- [WORK REQUEST]: Would you print all of the entries exactly, please, but without their pictures?

- [SUPPLIED ENTRIES]:
# # #
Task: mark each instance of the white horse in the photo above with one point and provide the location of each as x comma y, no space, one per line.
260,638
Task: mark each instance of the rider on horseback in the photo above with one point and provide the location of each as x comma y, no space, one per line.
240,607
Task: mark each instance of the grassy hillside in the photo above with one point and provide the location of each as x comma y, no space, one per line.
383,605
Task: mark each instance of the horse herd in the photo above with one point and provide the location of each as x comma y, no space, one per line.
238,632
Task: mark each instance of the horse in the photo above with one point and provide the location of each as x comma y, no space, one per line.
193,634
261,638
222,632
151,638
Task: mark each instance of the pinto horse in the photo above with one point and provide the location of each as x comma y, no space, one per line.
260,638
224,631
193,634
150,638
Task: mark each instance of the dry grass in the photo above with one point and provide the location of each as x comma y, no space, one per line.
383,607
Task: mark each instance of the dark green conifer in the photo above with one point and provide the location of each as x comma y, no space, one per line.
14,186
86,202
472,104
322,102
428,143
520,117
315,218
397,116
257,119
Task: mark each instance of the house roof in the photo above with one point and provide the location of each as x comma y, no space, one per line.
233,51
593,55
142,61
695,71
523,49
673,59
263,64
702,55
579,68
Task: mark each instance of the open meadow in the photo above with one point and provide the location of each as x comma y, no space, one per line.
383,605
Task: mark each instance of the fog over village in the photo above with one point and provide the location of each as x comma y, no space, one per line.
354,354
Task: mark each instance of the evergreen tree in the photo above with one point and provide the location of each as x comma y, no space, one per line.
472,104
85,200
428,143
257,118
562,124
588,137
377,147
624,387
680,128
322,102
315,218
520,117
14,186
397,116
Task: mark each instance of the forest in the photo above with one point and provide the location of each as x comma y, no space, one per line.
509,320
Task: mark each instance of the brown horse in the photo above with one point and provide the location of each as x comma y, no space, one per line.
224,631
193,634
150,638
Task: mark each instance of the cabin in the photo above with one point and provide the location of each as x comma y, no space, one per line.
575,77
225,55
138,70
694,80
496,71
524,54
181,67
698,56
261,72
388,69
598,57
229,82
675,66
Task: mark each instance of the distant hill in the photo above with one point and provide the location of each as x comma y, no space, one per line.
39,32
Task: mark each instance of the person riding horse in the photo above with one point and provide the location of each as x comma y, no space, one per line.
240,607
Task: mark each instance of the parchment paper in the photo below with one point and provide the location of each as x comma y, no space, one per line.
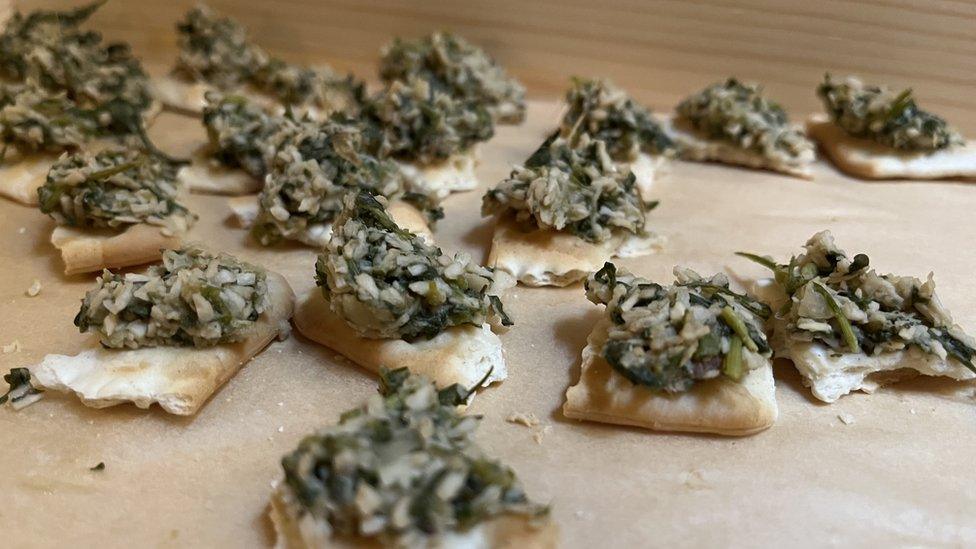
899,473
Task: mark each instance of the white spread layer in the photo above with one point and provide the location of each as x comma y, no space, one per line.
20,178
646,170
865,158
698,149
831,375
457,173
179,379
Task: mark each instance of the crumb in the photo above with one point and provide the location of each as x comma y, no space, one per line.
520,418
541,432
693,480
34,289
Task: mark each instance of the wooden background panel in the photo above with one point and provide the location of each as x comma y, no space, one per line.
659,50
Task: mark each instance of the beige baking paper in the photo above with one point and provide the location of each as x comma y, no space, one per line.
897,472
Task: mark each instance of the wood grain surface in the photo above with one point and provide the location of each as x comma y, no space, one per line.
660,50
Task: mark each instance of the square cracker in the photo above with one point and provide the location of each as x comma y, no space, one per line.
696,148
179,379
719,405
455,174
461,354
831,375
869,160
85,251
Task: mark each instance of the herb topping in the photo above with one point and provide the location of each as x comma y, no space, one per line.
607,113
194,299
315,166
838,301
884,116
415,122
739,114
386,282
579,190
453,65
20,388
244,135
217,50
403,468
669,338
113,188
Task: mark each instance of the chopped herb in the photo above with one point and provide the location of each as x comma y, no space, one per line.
# # #
- [TASK ANSWER]:
Task: mark each instance of the white horse in the photo above with one point and provide the location of each as x comma y, no space, one per line.
260,638
Task: mark each instance of the rider on horseback in the photo above with one point and provide the location of each as x comma y, no space, one per line.
240,607
Task: mark each instance of the grassy hillside in the photo above with one point and provide the location of each as x comma y, no space, one per line.
383,605
Task: mark each instance of the horse herd in the photo above with one point and provide the location of each as x comma y, no space, one per line.
238,632
Task: mark each instance of the horse in the photo above with one point and provide the location of each as x comma y, no space, one per line.
193,634
261,638
222,632
151,638
Task: mark each instance of the pinto horse in the photo above with one point and provide the location of each as x comma y, no space, one per line.
260,638
224,631
193,634
150,638
Task: mark each instance of the dry grass in the photo above with one point and provide the location of each as x comma y, no space, one per line.
383,607
Task: mark each instance of the dark green conifer in the photo above with one point and provide the location of each as x comma y, no space, one per line.
14,186
86,202
472,104
322,102
428,143
520,117
315,218
397,116
257,119
Task: mark each instance of the house roof in the photo above with one point and provide the location of each as x comma y, no space, one per line.
233,51
593,55
142,61
695,71
523,49
673,59
263,64
702,55
579,68
Task: mark each instance of the open meadow in the photo above with one point and provide the location of each as x comma y, no space, one per line.
383,605
Task: mark each instance of the fog over village in the photo above with one point and provide the location of each as x comma y, no space, one per line.
354,354
Task: mark each instance of the evergreen tree in the photo above with one point and provide the location of each as x comma y, no space, one per line.
472,104
85,200
428,143
257,118
562,124
588,137
377,147
624,387
680,128
322,102
315,218
520,117
14,186
397,116
Task: mark each instance of the forest in the photo above with one point and provide the location of each as x comma y, no space, one per line.
509,320
Task: mark each instance of the brown horse in the photo above with one point and provide the location of each as x comma y, no space, one per line.
224,631
193,634
150,638
Task: mark each instance of the cabin in the photo above with one point and provide the location of each as x comma y, no space, one per line.
575,77
225,55
138,70
694,80
496,71
524,54
181,67
698,56
261,72
388,69
598,57
229,82
675,66
Task: mark each instance of the distant hill in the photo above with one point and provide the location of each as x comma y, no space, one per line.
39,32
Task: mark each instance of the person riding horse in the photo above with one point and provide the location of each as x comma y, no space, one per line.
240,607
Task: mark each instance of the parchment paper in the photo below with one point and provide the location of each as x comma y, no space, one per line.
899,473
Task: mark each instance of the white spread layer in the photo above with one point and provide the location of each as x comma y, no space, one per line.
20,178
646,170
865,158
698,149
831,375
457,173
179,379
Task: mark each instance of the crumb in the photo above with one point and provide the location of each as x comma y, no space, one per line.
520,418
541,432
693,480
34,289
Task: mark each instance of the wooden background panel in the photo above with one point and provide the location of each as x comma y, no space, one per line.
659,50
Task: mark each instance of the beige baking paper in the photo above with one point and provide the location of each as x comma y, no space, one per line.
897,472
Task: mark each instance of the wood grain surface in the photo above with one point and provide the location of each as x comma y, no space, one per line.
660,50
Task: mark each instance of the square cracker in the photo above with one point and provide the location of each as x comma y, no space, one per line.
696,148
179,379
719,405
455,174
461,354
831,375
869,160
85,251
Task: mark each instance of the herb topping in the photo above with one point and provide the location of each as x comma y, no space, one per line.
607,113
194,299
315,166
838,301
884,116
415,122
739,114
386,282
579,190
453,65
20,388
244,135
217,50
403,468
669,338
113,188
Task: mark each instance of the chopped herb in the photo above with one point and provide the location of each as x comma y, no space, one per line.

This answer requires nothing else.